Pedro Porfírio
Acuada por cobranças implacáveis, atormentada pelas sombras
do passado e preocupada principalmente com a vulnerabilidade do Estado
repressivo, a presidenta Dilma Rousseff classificou como "barbáries antidemocráticas" as depredações ocorridas em São Paulo, durante
manifestação pelo passe livre no transporte público da cidade. Via twitter, a
presidente prestou solidariedade ao coronel Reynaldo Simões Rossi
"agredido covardemente por um grupo de black blocs".
"Agredir e
depredar não fazem parte da liberdade de manifestação. Pelo contrário. São
barbáries antidemocráticas. A violência cassa o direito de quem quer se
manifestar livremente. Violência deve ser coibida", escreveu Dilma na rede
social; A presidente cobrou das forças de segurança "a obrigação de
assegurar que as manifestações ocorram de forma livre e pacífica".
Ninguém de sã consciência aplaude a explosão violenta da
indignação juvenil nas ruas das cidades brasileiras. Mas a todos os que ainda
pensam livremente impõe-se a pergunta elementar:
por
que chegamos a esse tipo de manifestação desconectada das gôndolas alegóricas que
singram mansas as águas turvas de um mar de lama?
Até junho passado, o descontentamento e as frustrações de milhares de jovens não haviam transposto os
muros escolares e os guetos marginalizados. Não fosse um coquetel de diabruras
de um sistema hegemonizado por um poder
econômico insaciável e a repressão descontrolada da PM ninguém teria atirado a
primeira pedra, alvejando prioritariamente as vitrines dos bancos, senhores
absolutos de todos os podres poderes, fontes inesgotáveis de corrupção e
beneficiários necessários das peripécias
governamentais ao longo de décadas.
Foi preciso a exposição da cumplicidade subserviente de
prefeitos na relação delituosa com as máfias dos transportes, que a todos subornam, para que as ruas
fossem retomadas por seus legítimos donos. Já
não dava mais para sufocar o grito que estava parado no ar.

**Registros fornecidos:**
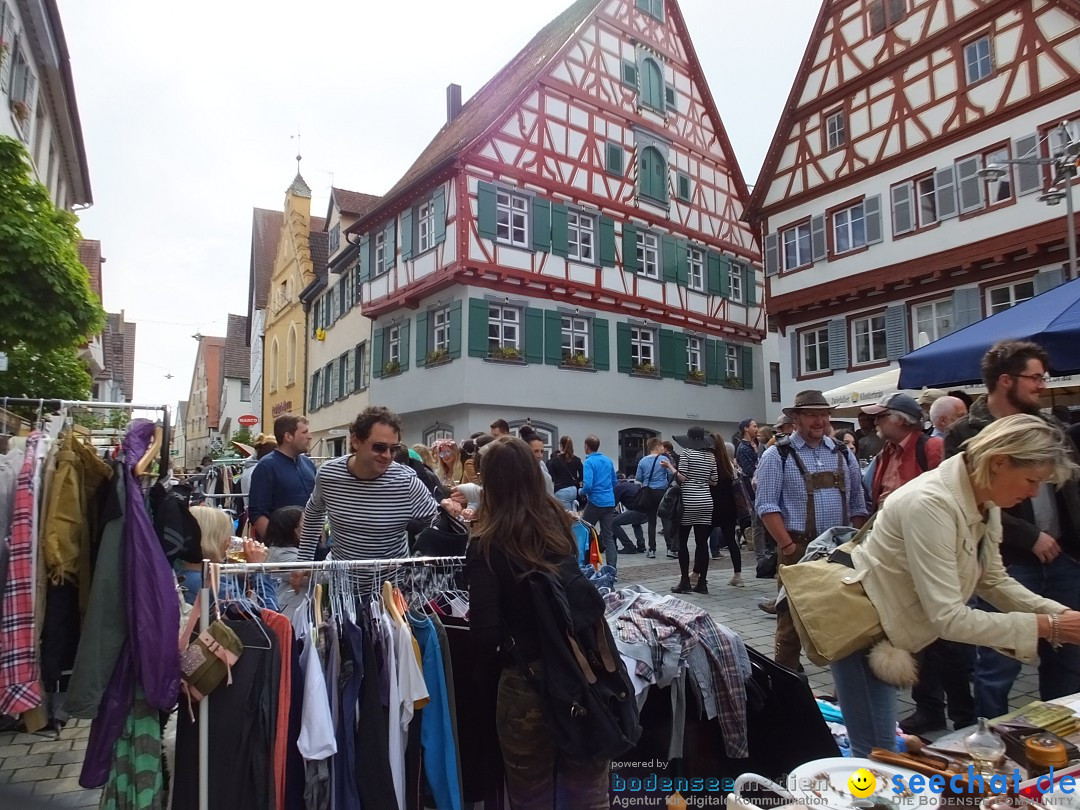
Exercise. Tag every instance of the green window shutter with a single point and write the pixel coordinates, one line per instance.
(477, 327)
(602, 345)
(485, 214)
(669, 351)
(747, 367)
(439, 212)
(630, 248)
(406, 234)
(377, 353)
(622, 348)
(670, 248)
(534, 335)
(607, 241)
(541, 225)
(421, 339)
(553, 337)
(455, 329)
(404, 338)
(558, 230)
(683, 264)
(750, 284)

**Tarefas do exercício:**
• a. Reproduza fielmente o trecho do artigo sobre as manifestações de "Até junho passado, o" até "longo de décadas.".
• b. Dê seguimento ao artigo sobre as manifestações a partir do ponto em que ele termina.
Os registros são material à parte, sem relação com o artigo.

**Respostas esperadas:**
• a.
Até junho passado, o descontentamento e as frustrações de milhares de jovens não haviam transposto os
muros escolares e os guetos marginalizados. Não fosse um coquetel de diabruras
de um sistema hegemonizado por um poder
econômico insaciável e a repressão descontrolada da PM ninguém teria atirado a
primeira pedra, alvejando prioritariamente as vitrines dos bancos, senhores
absolutos de todos os podres poderes, fontes inesgotáveis de corrupção e
beneficiários necessários das peripécias
governamentais ao longo de décadas.

• b.
Primeiro, uns. Depois, outros. Em dias, a cidadania inteira se
tocava de sua força e de sua responsabilidade. Um mar humano invadiu os
palácios e os covis numa pungente explosão de efeitos apocalípticos. Era uma onda de calouros da revolta que se
espalhava pelos quatro cantos produzindo um recado cristalino: basta
de toda
essa farsa fermentada pelas farinhas do mesmo saco que simulavam
conflitos para
escamotear a uníssona submissão a um modelo econômico excludente, com
viés compensatório
vicioso, que alcança todas as camadas sociais, opera uma sensação
canastrona de
boa semeadura, deixa milhões de jovens sem ter onde enfiar seus canudos
de
papel, criminaliza a odisseia dos anciãos, mantém intactas as estruturas
da opressão selvagem e torna a sobrevivência digna uma utopia
obsoleta.
Os
próceres dos podres poderes fingiram que ouviram o clamor das ruas. Fingiram,
apenas, da boca pra fora. Ao contrário, porém, trataram de novas artimanhas para
manter intacto o sistema da injustiça, dos privilégios e da impostura.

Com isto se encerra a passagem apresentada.